◆ READING TEXT:

HEATING WILL MAKE PARTS OF AUSTRALIA UNLIVABLE
Warming will impact the whole world. Graham Readfearn, a correspondent for ABC Broadcasting in Australia tried to look at what that country would look like in a four degree hotter world. His article came out December 10, 2012. I found it at climatchangepsychology.blogspot.ca, one of the blogs I check regularly. The article by Readfearn is on this page (scroll down a bit) here.
Here is one quote from that article:
"In 2008, work by CSIRO found that if there was no action to cut global emissions, the number of days each year over 35 °C experienced in Australia's capital cities would jump dramatically.
For example, Darwin gets about 9 days a year over 35 °C but by 2070 this was projected to rise to 221 -- more than half the year would be above 35 °C. Melbourne would go from 9 to 21 days above 35 °C, and Sydney from 3 to 9."
There are similar projections for America. Most cities in America would be sweltering through unbelievable heat waves as the new normal for summer.

◆ STATED GOAL:
Please return the stretch of the text on Australian heat from "Here is one" through "would jump dramatically." word for word. The items after the text on Australian heat are separate material.

◆ GIVEN RECORDS:
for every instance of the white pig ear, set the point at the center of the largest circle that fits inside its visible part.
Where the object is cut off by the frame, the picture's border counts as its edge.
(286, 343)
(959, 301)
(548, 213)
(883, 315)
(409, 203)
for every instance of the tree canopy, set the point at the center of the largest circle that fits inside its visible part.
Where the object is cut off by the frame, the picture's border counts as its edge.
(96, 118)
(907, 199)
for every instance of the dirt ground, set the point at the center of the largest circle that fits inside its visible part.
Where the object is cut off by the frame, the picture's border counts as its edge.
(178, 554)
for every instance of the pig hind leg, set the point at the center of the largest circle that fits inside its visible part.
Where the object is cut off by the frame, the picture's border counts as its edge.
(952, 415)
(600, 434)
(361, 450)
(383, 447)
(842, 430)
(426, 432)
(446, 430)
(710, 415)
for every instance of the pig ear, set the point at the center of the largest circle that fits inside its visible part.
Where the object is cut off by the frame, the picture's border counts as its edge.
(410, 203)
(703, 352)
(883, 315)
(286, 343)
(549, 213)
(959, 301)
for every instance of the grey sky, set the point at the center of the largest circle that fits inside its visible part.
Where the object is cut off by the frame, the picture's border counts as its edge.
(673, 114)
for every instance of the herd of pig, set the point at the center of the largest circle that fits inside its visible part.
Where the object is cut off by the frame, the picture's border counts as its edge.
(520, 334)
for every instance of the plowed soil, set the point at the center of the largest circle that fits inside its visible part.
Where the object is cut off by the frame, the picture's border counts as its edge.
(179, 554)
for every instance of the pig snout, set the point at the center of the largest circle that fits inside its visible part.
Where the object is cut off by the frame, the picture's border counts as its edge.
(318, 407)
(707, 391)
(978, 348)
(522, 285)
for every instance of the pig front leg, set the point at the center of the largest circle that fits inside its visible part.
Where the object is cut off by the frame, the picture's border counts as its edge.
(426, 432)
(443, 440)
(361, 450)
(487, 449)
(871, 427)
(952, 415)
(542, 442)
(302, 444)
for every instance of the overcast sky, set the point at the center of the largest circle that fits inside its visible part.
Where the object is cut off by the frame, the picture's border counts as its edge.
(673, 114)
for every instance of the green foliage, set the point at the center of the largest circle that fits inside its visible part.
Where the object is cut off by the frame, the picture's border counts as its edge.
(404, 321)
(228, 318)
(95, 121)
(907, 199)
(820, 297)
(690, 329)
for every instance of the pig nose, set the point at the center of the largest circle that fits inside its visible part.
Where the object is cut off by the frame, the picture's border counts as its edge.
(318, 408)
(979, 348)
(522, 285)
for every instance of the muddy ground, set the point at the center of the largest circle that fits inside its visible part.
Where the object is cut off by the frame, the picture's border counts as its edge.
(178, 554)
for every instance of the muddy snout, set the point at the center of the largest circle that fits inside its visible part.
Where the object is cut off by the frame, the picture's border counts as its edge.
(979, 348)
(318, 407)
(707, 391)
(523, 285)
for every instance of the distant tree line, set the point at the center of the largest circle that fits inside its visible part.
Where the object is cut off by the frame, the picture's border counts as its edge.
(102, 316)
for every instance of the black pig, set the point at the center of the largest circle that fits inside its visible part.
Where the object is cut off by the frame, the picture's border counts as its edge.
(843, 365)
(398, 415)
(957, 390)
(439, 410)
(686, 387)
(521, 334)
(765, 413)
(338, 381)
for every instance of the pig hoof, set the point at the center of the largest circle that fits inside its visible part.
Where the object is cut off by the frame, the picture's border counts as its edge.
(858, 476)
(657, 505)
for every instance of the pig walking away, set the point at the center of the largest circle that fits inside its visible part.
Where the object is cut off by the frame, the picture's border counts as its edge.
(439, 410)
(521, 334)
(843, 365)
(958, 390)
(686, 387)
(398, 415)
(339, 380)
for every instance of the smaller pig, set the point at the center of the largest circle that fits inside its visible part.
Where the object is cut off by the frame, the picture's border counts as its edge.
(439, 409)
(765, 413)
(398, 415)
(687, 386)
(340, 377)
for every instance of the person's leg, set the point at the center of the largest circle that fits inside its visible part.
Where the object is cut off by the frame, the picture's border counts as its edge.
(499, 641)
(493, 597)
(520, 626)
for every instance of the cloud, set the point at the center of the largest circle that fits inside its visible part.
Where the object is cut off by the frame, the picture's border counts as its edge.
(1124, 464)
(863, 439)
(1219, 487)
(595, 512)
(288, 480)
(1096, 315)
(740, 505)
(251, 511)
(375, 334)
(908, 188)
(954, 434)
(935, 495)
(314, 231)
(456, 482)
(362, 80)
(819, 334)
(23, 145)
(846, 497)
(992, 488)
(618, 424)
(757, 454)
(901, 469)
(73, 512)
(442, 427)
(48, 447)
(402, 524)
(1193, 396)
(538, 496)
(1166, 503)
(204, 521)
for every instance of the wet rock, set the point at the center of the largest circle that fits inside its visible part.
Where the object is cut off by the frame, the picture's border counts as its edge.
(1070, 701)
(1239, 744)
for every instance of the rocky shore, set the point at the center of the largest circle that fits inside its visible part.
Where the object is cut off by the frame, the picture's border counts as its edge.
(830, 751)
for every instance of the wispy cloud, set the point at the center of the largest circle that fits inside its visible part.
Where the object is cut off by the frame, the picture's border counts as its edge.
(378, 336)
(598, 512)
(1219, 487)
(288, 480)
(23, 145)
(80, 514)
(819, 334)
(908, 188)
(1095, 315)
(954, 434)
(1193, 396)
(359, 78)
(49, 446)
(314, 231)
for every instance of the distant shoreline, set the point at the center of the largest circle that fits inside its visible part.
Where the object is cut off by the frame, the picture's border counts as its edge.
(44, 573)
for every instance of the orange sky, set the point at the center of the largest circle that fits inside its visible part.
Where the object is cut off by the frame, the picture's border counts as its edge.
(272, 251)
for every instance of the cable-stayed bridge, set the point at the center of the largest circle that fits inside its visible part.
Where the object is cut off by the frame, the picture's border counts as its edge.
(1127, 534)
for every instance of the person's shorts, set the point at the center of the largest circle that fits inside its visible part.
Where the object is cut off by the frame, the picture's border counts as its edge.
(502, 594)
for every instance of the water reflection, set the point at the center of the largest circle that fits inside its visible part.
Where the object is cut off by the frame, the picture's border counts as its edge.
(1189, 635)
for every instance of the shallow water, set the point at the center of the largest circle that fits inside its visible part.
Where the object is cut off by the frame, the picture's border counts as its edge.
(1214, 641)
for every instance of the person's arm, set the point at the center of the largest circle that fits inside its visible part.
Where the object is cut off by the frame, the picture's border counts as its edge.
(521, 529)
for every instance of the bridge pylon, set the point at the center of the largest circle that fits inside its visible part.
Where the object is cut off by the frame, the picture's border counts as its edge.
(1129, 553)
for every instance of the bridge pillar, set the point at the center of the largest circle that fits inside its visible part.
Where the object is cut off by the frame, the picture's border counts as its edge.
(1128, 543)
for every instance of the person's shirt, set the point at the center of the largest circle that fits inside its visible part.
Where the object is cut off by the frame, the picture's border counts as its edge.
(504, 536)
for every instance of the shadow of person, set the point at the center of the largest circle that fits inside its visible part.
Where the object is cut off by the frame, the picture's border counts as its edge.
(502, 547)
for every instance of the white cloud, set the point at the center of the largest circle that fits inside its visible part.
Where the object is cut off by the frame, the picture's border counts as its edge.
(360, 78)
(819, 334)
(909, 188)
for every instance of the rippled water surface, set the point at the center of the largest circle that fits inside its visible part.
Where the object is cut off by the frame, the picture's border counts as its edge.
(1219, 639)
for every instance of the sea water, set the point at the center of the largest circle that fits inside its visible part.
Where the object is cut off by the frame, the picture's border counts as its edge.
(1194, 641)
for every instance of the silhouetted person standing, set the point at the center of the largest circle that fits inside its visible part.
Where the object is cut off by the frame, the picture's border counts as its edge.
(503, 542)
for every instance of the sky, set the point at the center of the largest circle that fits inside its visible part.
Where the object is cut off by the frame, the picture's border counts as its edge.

◆ WRITTEN REPLY:
Here is one quote from that article:
"In 2008, work by CSIRO found that if there was no action to cut global emissions, the number of days each year over 35 °C experienced in Australia's capital cities would jump dramatically.